■ The tasks:
- A) Using the article on alternative teaching certification in special education, answer these:
(i) Which provision of the No Child Left Behind Act does the article mention?
(ii) Which instructional area with teacher shortages is the focus of the article?
(iii) Against what more traditional route are alternative approaches to certification compared?
- B) In the article on alternative teaching certification in special education, shorten the paragraph beginning "Perhaps one of the most controversial topics" while keeping its main facts.
- C) Write the next part of the article on alternative teaching certification in special education, picking up after its final sentence.

■ Document segment:
· · ·

Alternative Teaching Certification in Special Education: Rationale, Concerns, and Recommendations

By Quigney, Theresa A. | Issues in Teacher Education, Spring 2010 | Go to article overview

Alternative Teaching Certification in Special Education: Rationale, Concerns, and Recommendations


Quigney, Theresa A., Issues in Teacher Education


Introduction

Perhaps one of the most controversial topics in the field of teacher education today is what constitutes an effective preservice program for preparing individuals to instruct students in the twenty-first century. Questions concerning the content of such teacher education programs as well as the most resourceful method of delivery of this content have arisen. A discussion of the merits of the approaches to teacher certification has also been compounded by issues relating to legal mandates such as the "highly qualified teacher" provision of the No Child Left Behind Act and job market realities, including teacher shortages in key instructional areas, one of which is special education, the focus of this article.

In response to such issues, alternative routes to teacher certification have appeared in various formats and levels of rigor. There has been much discussion regarding the benefits of these alternative approaches to certification in comparison with the more traditional route of university- sponsored programs of specific requirements and coursework.

· · ·

■ Given material:
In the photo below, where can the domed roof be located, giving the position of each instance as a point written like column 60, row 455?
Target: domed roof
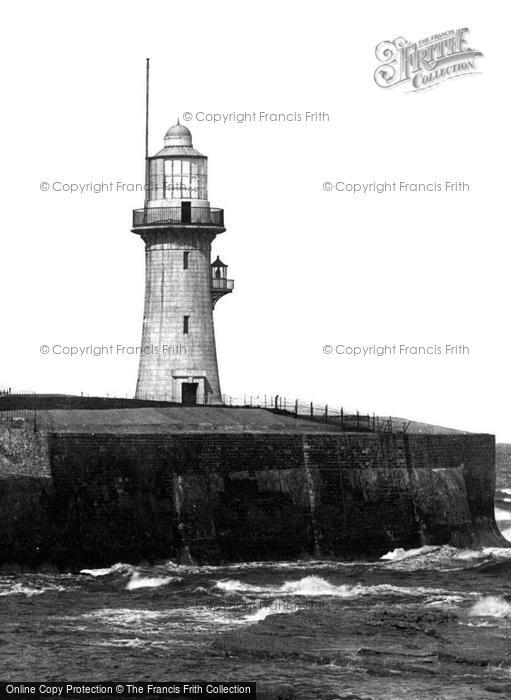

· · ·

■ The answers:
- A)
(i) The "highly qualified teacher" provision.
(ii) Special education.
(iii) University-sponsored programs of specific requirements and coursework.

- B) A major controversy in teacher education is what makes an effective preservice program for preparing teachers of twenty-first-century students, including what such programs should cover and how best to deliver that content. The debate over certification approaches is further complicated by legal mandates such as the "highly qualified teacher" provision of the No Child Left Behind Act. It is also complicated by job market realities, including teacher shortages in key instructional areas such as special education, the focus of this article.

- C)
Some of the advantages of alternative certification (AC) approaches reported in the professional literature include the ability to attract (a) a more diverse field of educators (Humphrey & Wechsler, 2007; Zeichner & Schulte, 2001), and (b) educators in areas of shortage such as science, mathematics (Honawar, 2007), and special education (Sindelar, Daunic, & Rennells, 2004), which assists in fulfilling crucial areas of personnel need (Burstein & Sears, 2008). Proponents of alternative routes to certification also emphasize the field-based preparation component in the programming (Humphrey & Wechsler) as well as the appeal of such approaches to more mature, capable individuals (Burstein & Sears) who are interested in teaching but not doing so through the more traditional methods for certification (Laczko-Kerr & Berliner, 2003).

In regard to the efficacy of these alternative approaches and/or the teachers certified through these programs, it appears that "research on the effects of teacher preparation programs with reduced requirements prior to teaching is scarce" (Boyd, Grossman, Lankford, Loeb, & Wyckoff, 2005, p. 2). Of the research that is available, the findings are often inconsistent (Humphrey & Wechsler, 2007) and inconclusive (Constantine et al., 2009). Some findings suggest that teachers certified through AC have effects on student performance comparable to those of traditionally trained teachers, while other studies tend to underscore the superiority of traditional teacher preparation options.

In their comparison of teachers prepared through alternative and traditional approaches, measured by instructional behaviors, student performance, and teacher perceptions, Miller, McKenna, and McKenna (1998) reported no major differentiation between the two groups. Goldhaber and Brewer (2000) found that students in mathematics who had teachers certified through an emergency route performed no more poorly than students whose teachers were credentialed through a more standard approach.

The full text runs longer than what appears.